- Brief 1
Gather every line of the records that contains the string "pond", treating uppercase and lowercase letters as different.

- Passage

※

Copying a 3TB drive to another 3TB drive, wondering without solution why what fits on one drive is 4GB too much for the other supposedly identical drive. At the same time, filling another drive with video data from the LTO-4 tape machine which whizzes at such a high pitch we have to close the door on it. If one wants to be warm at this time of year, just go to the back room where it’s a balmy 26 degrees. While all that copying was copying, working on edited summaries of talks.

The centre team are back from their breaks and having a staff week and clean-up ahead of the reopening in a week’s time. More facilities staff cutting the overgrown laurel and feeding it to a chipping machine. Amazingly powerful! Crunching substantial branches in seconds, spitting out the chips we’re going to use to pave the paths over to the school. Meanwhile the air conditioning company were here replacing the compressor they replaced two weeks ago, it being too powerful for our needs in the archive vault. CC said there was so much going on, people working everywhere, including up in on of the flat. I said all we need now is the washing machine to be delivered. At that exact moment, along the path that curves through the trees came the washing machine delivery!

※

[Data items]
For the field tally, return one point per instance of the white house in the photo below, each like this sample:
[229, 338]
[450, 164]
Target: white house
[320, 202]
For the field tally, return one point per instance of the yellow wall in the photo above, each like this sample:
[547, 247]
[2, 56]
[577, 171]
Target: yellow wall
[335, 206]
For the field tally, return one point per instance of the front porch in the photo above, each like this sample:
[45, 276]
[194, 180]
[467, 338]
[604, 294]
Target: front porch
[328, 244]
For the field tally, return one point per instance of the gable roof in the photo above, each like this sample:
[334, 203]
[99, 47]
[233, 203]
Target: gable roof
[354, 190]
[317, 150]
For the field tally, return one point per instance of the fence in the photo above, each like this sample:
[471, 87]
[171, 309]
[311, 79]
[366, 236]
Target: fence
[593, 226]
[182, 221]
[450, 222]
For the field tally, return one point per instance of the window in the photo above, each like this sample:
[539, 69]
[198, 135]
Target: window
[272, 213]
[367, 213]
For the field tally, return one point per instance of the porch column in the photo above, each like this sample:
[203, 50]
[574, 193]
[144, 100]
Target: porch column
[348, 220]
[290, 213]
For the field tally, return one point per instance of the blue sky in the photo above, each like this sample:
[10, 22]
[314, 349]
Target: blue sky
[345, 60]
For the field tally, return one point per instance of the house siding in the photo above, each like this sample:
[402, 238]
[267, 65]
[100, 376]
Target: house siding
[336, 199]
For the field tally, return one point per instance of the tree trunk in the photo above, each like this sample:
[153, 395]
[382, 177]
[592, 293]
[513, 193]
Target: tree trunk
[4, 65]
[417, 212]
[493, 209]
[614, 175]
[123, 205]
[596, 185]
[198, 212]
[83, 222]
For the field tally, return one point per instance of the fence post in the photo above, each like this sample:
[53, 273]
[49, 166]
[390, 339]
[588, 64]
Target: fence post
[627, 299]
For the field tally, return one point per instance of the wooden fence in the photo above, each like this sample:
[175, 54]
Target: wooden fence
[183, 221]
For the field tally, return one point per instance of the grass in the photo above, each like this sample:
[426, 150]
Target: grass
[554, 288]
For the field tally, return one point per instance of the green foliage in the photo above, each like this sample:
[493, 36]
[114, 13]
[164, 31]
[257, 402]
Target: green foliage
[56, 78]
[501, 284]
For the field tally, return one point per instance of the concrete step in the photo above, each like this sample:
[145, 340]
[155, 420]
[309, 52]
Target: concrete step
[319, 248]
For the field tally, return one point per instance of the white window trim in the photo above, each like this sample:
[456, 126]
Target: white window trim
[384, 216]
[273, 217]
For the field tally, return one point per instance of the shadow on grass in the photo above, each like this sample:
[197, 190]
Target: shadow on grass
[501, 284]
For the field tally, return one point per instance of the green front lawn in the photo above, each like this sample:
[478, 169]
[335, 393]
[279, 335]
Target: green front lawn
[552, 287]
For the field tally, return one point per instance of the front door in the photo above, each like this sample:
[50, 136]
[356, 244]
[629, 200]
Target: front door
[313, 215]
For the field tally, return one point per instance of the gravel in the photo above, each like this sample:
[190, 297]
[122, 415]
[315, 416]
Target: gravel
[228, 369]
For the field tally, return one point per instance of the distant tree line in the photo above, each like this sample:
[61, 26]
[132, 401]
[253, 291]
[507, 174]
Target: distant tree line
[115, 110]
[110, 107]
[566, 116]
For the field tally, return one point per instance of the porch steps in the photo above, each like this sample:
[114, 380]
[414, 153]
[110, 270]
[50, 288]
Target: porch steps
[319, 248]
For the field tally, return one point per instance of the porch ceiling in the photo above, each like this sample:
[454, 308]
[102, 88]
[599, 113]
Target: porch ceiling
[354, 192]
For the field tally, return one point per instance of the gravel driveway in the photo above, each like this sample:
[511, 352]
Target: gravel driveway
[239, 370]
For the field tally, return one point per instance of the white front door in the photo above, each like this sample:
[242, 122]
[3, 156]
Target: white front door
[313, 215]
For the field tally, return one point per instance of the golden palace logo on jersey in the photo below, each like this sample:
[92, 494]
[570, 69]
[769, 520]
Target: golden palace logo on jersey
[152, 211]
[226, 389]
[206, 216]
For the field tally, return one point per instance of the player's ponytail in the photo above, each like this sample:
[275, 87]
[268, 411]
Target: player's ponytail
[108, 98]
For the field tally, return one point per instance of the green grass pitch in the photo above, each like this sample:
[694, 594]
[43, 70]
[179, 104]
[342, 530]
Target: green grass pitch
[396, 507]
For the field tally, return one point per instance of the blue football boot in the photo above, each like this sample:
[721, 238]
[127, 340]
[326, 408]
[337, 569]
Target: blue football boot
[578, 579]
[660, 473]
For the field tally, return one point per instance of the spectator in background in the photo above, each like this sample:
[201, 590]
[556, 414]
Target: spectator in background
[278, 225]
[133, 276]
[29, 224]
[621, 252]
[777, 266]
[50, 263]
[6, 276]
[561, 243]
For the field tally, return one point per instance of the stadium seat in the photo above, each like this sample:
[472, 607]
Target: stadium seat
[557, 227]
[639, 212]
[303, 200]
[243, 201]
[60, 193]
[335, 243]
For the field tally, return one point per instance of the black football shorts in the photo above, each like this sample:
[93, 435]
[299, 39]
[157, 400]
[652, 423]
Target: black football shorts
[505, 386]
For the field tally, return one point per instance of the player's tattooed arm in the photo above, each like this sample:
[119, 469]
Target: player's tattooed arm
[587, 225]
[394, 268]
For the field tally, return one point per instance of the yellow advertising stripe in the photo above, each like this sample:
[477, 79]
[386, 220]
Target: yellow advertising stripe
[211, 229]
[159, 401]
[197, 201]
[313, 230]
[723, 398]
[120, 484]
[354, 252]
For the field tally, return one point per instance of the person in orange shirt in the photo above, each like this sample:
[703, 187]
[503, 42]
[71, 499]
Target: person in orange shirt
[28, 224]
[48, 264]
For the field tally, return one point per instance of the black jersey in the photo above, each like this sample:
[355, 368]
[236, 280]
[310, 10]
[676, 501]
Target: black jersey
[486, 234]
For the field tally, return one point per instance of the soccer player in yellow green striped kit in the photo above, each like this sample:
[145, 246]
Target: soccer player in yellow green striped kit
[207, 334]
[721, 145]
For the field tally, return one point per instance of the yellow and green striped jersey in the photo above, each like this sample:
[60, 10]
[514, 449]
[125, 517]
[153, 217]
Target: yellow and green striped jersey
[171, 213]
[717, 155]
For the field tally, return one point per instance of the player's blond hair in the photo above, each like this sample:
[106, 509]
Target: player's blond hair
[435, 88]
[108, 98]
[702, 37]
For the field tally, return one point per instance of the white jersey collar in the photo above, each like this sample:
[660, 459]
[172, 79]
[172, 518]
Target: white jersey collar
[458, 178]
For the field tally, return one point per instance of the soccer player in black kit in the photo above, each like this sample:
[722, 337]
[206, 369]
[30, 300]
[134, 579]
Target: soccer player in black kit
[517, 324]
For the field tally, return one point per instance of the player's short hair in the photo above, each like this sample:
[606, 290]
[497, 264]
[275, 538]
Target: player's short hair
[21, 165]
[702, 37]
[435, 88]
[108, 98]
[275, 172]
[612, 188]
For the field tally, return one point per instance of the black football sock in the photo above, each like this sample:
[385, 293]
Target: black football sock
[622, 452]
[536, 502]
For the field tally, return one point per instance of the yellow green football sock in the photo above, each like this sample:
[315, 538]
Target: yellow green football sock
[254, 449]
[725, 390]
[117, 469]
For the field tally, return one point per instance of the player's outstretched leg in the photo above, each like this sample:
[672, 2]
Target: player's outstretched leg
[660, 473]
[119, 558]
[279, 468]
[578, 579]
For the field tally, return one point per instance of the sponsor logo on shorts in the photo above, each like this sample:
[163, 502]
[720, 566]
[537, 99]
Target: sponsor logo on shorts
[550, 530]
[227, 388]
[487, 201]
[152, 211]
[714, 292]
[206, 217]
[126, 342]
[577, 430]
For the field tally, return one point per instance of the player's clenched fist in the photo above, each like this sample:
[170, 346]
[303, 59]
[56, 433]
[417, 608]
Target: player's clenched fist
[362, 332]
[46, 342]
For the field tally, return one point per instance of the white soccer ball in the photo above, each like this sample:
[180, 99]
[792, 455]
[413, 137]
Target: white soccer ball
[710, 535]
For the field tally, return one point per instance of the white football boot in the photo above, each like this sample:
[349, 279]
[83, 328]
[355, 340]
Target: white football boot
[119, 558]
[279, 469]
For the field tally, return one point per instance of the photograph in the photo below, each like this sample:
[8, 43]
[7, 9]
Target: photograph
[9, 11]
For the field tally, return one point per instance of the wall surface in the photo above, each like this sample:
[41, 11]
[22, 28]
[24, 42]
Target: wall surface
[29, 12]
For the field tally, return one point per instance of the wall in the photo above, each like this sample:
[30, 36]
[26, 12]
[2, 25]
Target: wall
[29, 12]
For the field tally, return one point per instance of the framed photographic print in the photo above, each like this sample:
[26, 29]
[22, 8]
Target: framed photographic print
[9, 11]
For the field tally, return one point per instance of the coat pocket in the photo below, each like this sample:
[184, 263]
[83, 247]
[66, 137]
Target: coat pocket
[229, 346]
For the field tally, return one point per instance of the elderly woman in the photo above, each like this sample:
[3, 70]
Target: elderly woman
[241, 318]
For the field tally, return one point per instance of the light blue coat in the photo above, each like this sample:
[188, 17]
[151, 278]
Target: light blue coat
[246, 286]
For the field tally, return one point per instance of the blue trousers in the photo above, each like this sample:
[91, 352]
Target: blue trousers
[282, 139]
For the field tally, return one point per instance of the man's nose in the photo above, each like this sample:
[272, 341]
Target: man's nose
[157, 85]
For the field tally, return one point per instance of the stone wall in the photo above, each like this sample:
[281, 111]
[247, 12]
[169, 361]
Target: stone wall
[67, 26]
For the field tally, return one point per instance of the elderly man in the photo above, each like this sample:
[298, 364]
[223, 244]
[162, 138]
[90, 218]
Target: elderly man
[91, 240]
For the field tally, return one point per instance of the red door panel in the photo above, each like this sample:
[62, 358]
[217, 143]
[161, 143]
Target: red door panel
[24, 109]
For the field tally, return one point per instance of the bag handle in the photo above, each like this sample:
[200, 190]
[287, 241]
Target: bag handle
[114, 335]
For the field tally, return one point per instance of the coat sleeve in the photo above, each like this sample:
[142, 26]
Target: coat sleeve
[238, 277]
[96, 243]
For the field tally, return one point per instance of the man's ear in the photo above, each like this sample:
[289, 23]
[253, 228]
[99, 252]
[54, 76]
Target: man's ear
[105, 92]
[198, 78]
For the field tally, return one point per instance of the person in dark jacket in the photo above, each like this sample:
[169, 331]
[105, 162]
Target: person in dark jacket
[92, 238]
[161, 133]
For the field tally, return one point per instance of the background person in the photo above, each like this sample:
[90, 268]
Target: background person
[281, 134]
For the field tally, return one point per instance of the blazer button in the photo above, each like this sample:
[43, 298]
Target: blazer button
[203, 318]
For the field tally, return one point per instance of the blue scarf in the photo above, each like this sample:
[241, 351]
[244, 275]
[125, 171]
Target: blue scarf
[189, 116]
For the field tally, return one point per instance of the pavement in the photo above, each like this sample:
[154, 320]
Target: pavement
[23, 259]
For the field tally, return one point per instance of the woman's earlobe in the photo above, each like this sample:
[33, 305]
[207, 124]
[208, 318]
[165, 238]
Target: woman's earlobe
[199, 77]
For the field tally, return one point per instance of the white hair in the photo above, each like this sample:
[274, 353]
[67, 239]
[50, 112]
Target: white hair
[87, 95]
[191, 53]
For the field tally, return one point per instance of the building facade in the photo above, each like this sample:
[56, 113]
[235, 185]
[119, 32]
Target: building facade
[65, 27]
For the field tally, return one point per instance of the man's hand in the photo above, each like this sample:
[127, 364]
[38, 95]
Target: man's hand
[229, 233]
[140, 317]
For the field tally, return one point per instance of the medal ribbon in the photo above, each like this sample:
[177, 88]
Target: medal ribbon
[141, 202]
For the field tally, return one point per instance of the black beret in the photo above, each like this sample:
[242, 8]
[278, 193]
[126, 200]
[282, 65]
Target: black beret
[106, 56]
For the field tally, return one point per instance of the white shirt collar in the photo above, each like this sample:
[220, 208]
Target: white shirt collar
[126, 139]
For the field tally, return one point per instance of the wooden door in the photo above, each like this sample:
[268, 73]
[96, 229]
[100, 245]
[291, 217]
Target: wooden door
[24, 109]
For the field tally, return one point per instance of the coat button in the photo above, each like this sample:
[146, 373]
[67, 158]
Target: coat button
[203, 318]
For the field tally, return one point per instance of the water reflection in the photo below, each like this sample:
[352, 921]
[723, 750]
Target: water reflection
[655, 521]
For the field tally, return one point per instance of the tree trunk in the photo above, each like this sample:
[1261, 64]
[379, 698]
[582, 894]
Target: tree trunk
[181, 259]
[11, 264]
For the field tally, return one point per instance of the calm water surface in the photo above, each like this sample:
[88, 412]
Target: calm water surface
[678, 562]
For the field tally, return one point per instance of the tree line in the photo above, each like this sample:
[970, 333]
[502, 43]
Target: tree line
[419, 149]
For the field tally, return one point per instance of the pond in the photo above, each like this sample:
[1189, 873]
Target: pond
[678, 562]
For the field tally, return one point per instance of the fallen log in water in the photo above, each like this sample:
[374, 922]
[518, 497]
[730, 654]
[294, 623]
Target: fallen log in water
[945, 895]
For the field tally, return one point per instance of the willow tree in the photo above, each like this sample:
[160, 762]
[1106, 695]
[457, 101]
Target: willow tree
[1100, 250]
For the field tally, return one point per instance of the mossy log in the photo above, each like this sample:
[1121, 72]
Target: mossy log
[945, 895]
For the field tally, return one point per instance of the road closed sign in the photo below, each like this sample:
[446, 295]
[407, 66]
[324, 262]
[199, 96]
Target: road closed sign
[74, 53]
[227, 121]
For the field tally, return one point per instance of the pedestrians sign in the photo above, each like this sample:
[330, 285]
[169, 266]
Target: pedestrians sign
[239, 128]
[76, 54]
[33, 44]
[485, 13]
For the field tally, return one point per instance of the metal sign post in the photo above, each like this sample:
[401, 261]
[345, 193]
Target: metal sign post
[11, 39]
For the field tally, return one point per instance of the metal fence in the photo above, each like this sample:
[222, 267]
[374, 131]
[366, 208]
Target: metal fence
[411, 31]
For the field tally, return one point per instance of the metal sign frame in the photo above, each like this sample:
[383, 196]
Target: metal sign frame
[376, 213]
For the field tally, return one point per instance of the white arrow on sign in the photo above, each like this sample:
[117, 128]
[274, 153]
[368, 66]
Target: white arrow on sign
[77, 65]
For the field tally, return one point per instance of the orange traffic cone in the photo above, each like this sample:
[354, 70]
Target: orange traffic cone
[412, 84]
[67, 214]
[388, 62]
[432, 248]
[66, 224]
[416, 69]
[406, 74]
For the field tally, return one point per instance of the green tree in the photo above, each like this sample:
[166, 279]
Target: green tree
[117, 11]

※

- Brief 2
According to the passage above, what are the chips from the chipping machine going to be used for?

- Correct result 1
For the field tally, return one point per instance of the pond in the photo above, each like this sample:
Target: pond

- Correct result 2
They are going to be used to pave the paths over to the school.